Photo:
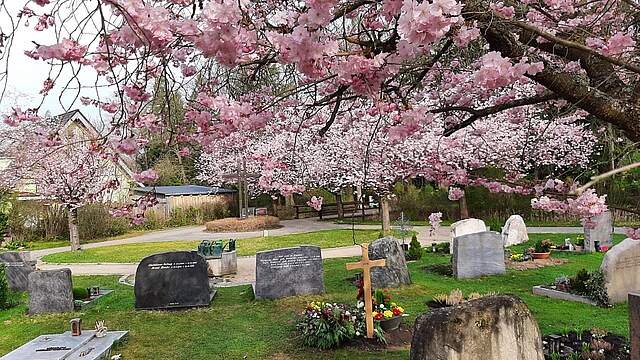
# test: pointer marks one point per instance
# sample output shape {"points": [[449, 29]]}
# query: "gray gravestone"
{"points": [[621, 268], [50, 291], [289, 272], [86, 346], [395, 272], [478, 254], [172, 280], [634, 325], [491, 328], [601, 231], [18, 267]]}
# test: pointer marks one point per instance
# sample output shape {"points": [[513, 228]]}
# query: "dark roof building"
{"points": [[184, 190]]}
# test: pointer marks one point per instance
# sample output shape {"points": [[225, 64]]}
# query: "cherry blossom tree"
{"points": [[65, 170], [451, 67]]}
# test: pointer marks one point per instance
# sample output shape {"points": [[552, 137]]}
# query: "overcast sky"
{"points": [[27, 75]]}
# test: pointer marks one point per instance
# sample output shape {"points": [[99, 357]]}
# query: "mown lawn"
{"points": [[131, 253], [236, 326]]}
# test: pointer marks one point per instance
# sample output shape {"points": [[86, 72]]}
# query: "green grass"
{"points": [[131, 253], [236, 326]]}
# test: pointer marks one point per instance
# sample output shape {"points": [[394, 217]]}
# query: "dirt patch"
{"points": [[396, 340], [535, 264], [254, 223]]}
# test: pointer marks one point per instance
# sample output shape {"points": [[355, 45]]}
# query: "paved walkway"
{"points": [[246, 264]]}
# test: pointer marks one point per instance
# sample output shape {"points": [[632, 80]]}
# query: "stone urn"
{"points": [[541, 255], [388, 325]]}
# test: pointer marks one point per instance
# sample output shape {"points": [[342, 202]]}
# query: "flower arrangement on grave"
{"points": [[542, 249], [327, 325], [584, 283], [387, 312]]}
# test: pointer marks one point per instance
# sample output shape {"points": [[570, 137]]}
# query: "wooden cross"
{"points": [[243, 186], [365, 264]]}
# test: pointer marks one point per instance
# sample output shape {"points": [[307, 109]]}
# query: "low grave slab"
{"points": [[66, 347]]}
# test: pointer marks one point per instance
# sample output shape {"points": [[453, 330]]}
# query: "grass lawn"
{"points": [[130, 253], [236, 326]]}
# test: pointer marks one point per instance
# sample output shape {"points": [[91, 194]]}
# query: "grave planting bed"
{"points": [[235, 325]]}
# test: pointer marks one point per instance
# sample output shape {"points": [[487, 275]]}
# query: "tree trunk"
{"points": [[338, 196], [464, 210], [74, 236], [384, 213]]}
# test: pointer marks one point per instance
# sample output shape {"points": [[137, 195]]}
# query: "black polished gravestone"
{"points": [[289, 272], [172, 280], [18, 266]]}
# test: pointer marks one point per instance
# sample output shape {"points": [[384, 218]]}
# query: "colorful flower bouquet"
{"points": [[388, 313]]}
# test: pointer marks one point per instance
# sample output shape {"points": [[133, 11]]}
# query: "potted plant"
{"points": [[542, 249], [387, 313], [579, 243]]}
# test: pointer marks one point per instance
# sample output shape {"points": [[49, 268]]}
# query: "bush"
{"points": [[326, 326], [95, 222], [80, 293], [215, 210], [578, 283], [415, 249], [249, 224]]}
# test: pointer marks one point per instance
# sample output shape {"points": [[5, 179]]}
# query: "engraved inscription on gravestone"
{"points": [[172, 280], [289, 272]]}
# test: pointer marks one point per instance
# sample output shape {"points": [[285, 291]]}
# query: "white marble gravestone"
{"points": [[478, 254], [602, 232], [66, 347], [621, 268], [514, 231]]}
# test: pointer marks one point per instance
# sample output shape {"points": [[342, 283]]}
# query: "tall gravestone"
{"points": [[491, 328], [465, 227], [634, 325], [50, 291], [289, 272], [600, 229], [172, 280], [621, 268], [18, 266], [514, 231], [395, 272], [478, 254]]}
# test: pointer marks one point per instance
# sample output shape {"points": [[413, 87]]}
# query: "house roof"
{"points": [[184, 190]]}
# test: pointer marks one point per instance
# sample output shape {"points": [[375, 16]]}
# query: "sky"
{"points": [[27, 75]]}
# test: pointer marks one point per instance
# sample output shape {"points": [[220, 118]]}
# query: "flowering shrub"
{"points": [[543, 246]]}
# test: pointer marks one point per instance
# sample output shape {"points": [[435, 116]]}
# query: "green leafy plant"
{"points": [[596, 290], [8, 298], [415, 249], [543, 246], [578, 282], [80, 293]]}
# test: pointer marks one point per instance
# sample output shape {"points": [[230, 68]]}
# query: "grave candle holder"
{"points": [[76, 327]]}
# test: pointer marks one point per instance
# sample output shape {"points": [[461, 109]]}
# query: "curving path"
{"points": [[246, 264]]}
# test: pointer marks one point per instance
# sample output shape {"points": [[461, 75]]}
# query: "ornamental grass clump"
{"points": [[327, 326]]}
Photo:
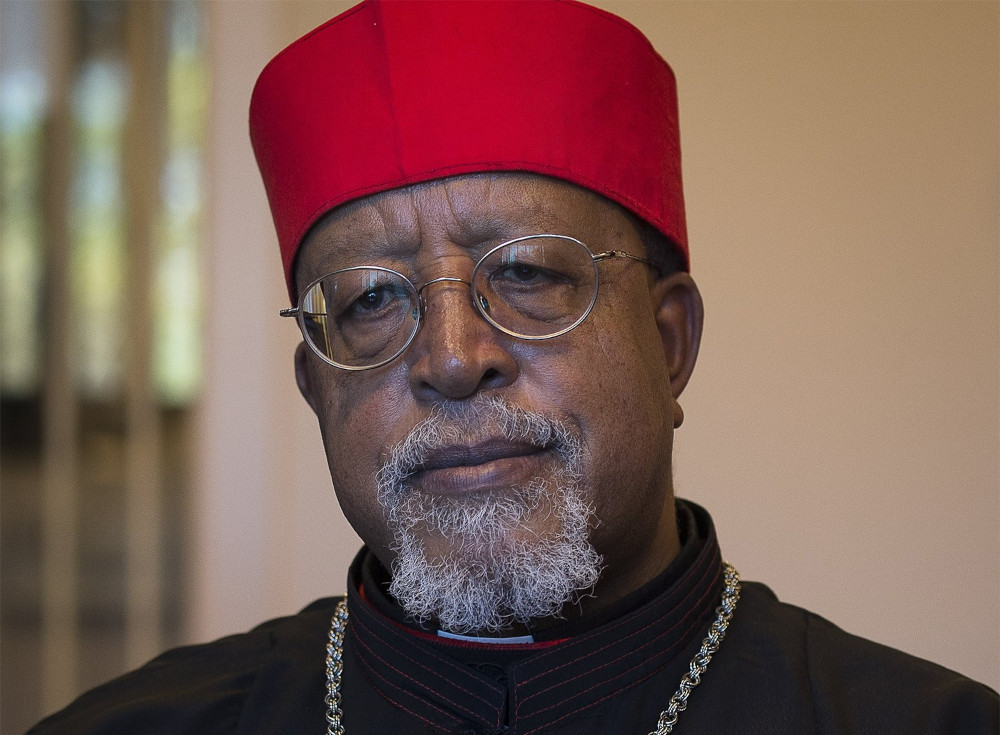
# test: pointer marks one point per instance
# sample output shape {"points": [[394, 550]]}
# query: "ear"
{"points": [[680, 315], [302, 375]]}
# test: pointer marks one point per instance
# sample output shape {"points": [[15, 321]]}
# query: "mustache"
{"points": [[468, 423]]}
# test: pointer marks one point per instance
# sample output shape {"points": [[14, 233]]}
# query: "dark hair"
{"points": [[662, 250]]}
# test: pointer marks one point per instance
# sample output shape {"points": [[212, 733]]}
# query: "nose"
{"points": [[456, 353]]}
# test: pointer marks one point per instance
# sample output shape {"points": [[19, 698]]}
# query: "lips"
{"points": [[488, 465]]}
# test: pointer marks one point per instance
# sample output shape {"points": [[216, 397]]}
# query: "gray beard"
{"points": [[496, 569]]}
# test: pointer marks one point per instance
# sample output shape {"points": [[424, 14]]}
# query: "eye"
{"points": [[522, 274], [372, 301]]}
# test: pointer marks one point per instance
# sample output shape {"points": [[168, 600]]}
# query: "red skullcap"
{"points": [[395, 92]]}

Goal of the exercise ::
Without changing a word, restate the listing above; the pictures stay out.

Answer section ::
Photo:
# test: pointer marks one point per instance
# sample output shape {"points": [[449, 29]]}
# query: "gray gravestone"
{"points": [[621, 268], [50, 291], [289, 272], [86, 346], [395, 272], [478, 254], [172, 280], [634, 325], [491, 328], [601, 231], [18, 267]]}
# test: pointer marks one point per instance
# sample output shape {"points": [[513, 228]]}
# query: "dark roof building"
{"points": [[184, 190]]}
# test: pointer marks one point per instance
# sample output shape {"points": [[225, 64]]}
# query: "cherry blossom tree"
{"points": [[65, 170], [451, 67]]}
# test: pointer marks one point per instance
# sample output shape {"points": [[552, 137]]}
# query: "overcast sky"
{"points": [[27, 75]]}
# test: pointer marks one point per instance
# sample output shape {"points": [[99, 357]]}
# query: "mown lawn"
{"points": [[131, 253], [236, 326]]}
# test: pointer marks one point per instance
# sample output shape {"points": [[86, 72]]}
# query: "green grass"
{"points": [[131, 253], [236, 326]]}
# test: pointer marks one point per instance
# sample output shape {"points": [[394, 217]]}
# query: "dirt patch"
{"points": [[396, 340], [535, 264], [254, 223]]}
# test: pointer marks one point per instance
# sample output shape {"points": [[355, 45]]}
# query: "paved walkway"
{"points": [[246, 264]]}
# test: pointer marks one point per instance
# sample output shape {"points": [[632, 80]]}
# query: "stone urn"
{"points": [[541, 255], [388, 325]]}
# test: pointer marks one point per instance
# sample output shape {"points": [[342, 202]]}
# query: "flower arrangement on grave"
{"points": [[542, 249], [327, 325], [584, 283], [387, 312]]}
# test: pointer marks one point per instance
# sample output shape {"points": [[570, 137]]}
# query: "wooden cross"
{"points": [[243, 186], [365, 264]]}
# test: pointer marks one point per instance
# sample output shape {"points": [[307, 109]]}
# query: "low grave slab"
{"points": [[66, 347]]}
# test: pointer marks one point per instance
# sample output shape {"points": [[453, 330]]}
# query: "grass lawn"
{"points": [[130, 253], [236, 326]]}
# test: pointer marks one point per instance
# sample output shape {"points": [[91, 194]]}
# query: "grave planting bed"
{"points": [[235, 325]]}
# test: pointer marks one point per instance
# sample output shape {"points": [[487, 275]]}
# query: "tree trunk"
{"points": [[338, 196], [464, 210], [74, 236], [384, 213]]}
# test: pointer marks one point per instance
# sample output shape {"points": [[137, 195]]}
# query: "black polished gravestone"
{"points": [[289, 272], [172, 280], [18, 266]]}
# test: pointer marks one point per instance
# sample output shape {"points": [[384, 218]]}
# query: "colorful flower bouquet"
{"points": [[388, 313]]}
# test: pointer marks one point per instance
# sample output shape {"points": [[133, 11]]}
# query: "potted plant"
{"points": [[542, 249], [387, 313], [579, 243]]}
# test: pointer marks one point per instance
# sample output shape {"points": [[49, 268]]}
# query: "bush"
{"points": [[326, 326], [95, 222], [80, 293], [215, 210], [578, 283], [415, 249], [249, 224]]}
# test: pointer marks one point per instance
# sample output shape {"points": [[5, 179]]}
# query: "engraved inscription on gravestone"
{"points": [[172, 280], [289, 272]]}
# test: pointer marks one point per instance
# sample output shape {"points": [[285, 291]]}
# query: "white marble gravestone"
{"points": [[478, 254], [602, 232], [66, 347], [621, 268], [514, 231]]}
# test: pointer marks one point per instance
# sample output shape {"points": [[342, 283]]}
# query: "tall gravestone"
{"points": [[491, 328], [465, 227], [634, 325], [50, 291], [289, 272], [600, 229], [172, 280], [621, 268], [18, 266], [514, 231], [395, 272], [478, 254]]}
# test: pointer marks one point per instance
# sample output shape {"points": [[413, 87]]}
# query: "house roof"
{"points": [[184, 190]]}
# test: pointer marks one point per instance
# sample output shape {"points": [[375, 16]]}
# query: "sky"
{"points": [[27, 75]]}
# test: pointer marks one point per instance
# sample output shape {"points": [[220, 118]]}
# query: "flowering shrub"
{"points": [[543, 246]]}
# test: pointer marks one point per instance
# sample output shape {"points": [[435, 116]]}
# query: "green leafy plant"
{"points": [[596, 290], [8, 298], [415, 249], [543, 246], [578, 282], [80, 293]]}
# test: pointer marks one point per instance
# sample output shape {"points": [[230, 68]]}
# query: "grave candle holder"
{"points": [[76, 327]]}
# test: pointer marks one point per instance
# sample output shape {"points": [[461, 109]]}
# query: "curving path"
{"points": [[246, 264]]}
# test: pointer marks one point per instance
# sample output shape {"points": [[461, 75]]}
# query: "ornamental grass clump"
{"points": [[327, 326]]}
Photo:
# test: pointer marks one point per instance
# sample output shape {"points": [[394, 550]]}
# query: "ear"
{"points": [[680, 315], [302, 375]]}
# test: pointer marks one point per instance
# sample output shape {"points": [[15, 321]]}
# query: "mustache"
{"points": [[468, 423]]}
# test: pointer marks one point per instance
# sample output shape {"points": [[14, 233]]}
# query: "dark hair"
{"points": [[662, 250]]}
# test: pointer marks one point per instance
# sample output shape {"points": [[212, 733]]}
# query: "nose"
{"points": [[456, 353]]}
# test: pointer marks one point per instance
# sample output shape {"points": [[19, 698]]}
# query: "lips"
{"points": [[488, 465]]}
# test: pointer marks one point per instance
# sample output shape {"points": [[216, 397]]}
# query: "gray beard"
{"points": [[496, 569]]}
# test: pointer marks one point per instance
# sample output shape {"points": [[424, 14]]}
# query: "eye"
{"points": [[522, 274], [372, 301]]}
# test: pointer marks one point per instance
# sample output shape {"points": [[168, 600]]}
# query: "red skullcap"
{"points": [[395, 92]]}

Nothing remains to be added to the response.